### WHAT THE TASK ASKS:
Copy the stretch of the material below from the line containing "Segment the grey" through the line containing "55 211 L 44", reproducing those lines verbatim and nothing else.

### RECORDS PROVIDED:
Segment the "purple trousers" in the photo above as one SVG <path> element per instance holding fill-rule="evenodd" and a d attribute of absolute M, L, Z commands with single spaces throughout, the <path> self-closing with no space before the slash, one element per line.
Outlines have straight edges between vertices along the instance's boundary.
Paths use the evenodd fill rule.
--
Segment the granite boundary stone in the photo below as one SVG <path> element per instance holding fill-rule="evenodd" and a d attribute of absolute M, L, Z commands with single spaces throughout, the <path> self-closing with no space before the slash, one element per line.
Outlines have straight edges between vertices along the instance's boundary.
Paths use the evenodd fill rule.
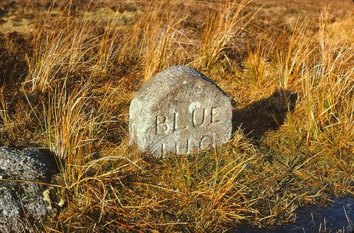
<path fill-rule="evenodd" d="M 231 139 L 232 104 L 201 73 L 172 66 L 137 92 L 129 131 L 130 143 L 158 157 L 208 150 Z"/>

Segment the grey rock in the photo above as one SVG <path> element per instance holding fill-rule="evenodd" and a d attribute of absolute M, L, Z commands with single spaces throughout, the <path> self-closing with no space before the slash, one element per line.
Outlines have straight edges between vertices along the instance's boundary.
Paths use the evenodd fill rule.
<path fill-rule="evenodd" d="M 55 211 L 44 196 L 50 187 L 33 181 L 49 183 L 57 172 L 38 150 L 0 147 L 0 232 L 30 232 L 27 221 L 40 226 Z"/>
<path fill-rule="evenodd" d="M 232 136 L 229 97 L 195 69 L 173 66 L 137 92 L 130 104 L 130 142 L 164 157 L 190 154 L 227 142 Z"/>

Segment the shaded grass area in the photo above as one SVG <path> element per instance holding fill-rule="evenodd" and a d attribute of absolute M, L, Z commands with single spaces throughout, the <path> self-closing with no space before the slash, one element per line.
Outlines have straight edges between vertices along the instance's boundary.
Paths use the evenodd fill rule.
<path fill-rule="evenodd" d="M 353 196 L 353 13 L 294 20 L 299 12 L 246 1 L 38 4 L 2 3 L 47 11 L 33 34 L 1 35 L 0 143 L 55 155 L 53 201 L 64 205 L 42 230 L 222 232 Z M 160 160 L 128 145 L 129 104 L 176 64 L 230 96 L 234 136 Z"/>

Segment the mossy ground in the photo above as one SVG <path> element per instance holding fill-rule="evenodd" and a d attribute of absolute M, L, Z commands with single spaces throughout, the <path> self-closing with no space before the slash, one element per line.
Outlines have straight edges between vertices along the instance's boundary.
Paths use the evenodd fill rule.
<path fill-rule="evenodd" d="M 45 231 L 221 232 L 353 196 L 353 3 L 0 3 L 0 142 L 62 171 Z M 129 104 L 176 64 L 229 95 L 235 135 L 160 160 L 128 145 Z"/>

### FULL SOLUTION:
Segment the grey rock in the photo above as one SVG <path> element per instance holding fill-rule="evenodd" and a d attribute of absolute M, L, Z commands with single spaces throughout, the <path> self-closing with no space before the slash, one element per line.
Outlines have straight edges between vertices along the instance's boundary.
Paths use the evenodd fill rule.
<path fill-rule="evenodd" d="M 55 211 L 44 196 L 50 187 L 33 181 L 49 183 L 57 172 L 38 150 L 0 147 L 0 232 L 30 232 L 27 221 L 40 226 Z"/>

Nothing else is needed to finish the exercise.